Please copy the dataset entries below character for character, leaving nothing out and changing nothing.

[Dataset entries]
+++
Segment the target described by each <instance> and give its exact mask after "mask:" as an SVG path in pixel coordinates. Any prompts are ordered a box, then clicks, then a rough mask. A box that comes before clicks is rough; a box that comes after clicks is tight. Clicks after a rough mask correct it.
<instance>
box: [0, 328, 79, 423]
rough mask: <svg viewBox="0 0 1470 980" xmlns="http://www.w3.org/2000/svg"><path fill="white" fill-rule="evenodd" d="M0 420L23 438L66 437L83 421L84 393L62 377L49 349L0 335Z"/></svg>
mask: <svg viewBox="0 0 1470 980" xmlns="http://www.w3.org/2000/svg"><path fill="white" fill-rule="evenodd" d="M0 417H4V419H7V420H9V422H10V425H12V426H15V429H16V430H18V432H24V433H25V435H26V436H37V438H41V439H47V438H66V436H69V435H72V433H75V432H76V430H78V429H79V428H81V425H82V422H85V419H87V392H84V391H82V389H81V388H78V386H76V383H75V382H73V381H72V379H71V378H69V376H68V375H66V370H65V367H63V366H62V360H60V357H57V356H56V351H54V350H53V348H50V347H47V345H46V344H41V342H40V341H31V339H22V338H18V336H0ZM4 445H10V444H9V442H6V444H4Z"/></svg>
+++
_Output_
Segment the target described by each <instance> and give its exact mask after "mask:" as an SVG path in pixel coordinates. Any prompts are ordered a box, then clicks, then a rough mask. A box that comes before clicks is rough; a box that comes after clicks is tight. Clicks after a rough mask correct it.
<instance>
box: [0, 328, 79, 423]
rough mask: <svg viewBox="0 0 1470 980" xmlns="http://www.w3.org/2000/svg"><path fill="white" fill-rule="evenodd" d="M0 420L23 438L66 437L83 421L84 393L62 377L49 349L0 335Z"/></svg>
mask: <svg viewBox="0 0 1470 980" xmlns="http://www.w3.org/2000/svg"><path fill="white" fill-rule="evenodd" d="M0 417H4V419H7V420H9V422H10V425H12V426H15V429H16V430H18V432H24V433H25V435H26V436H37V438H41V439H47V438H66V436H69V435H72V433H75V432H76V430H78V429H79V428H81V425H82V422H85V419H87V392H84V391H82V389H81V388H78V386H76V383H75V382H73V381H72V379H71V378H69V376H68V375H66V370H65V367H63V366H62V360H60V357H57V356H56V351H54V350H53V348H50V347H47V345H46V344H41V342H40V341H31V339H22V338H18V336H0ZM4 445H10V444H9V442H6V444H4Z"/></svg>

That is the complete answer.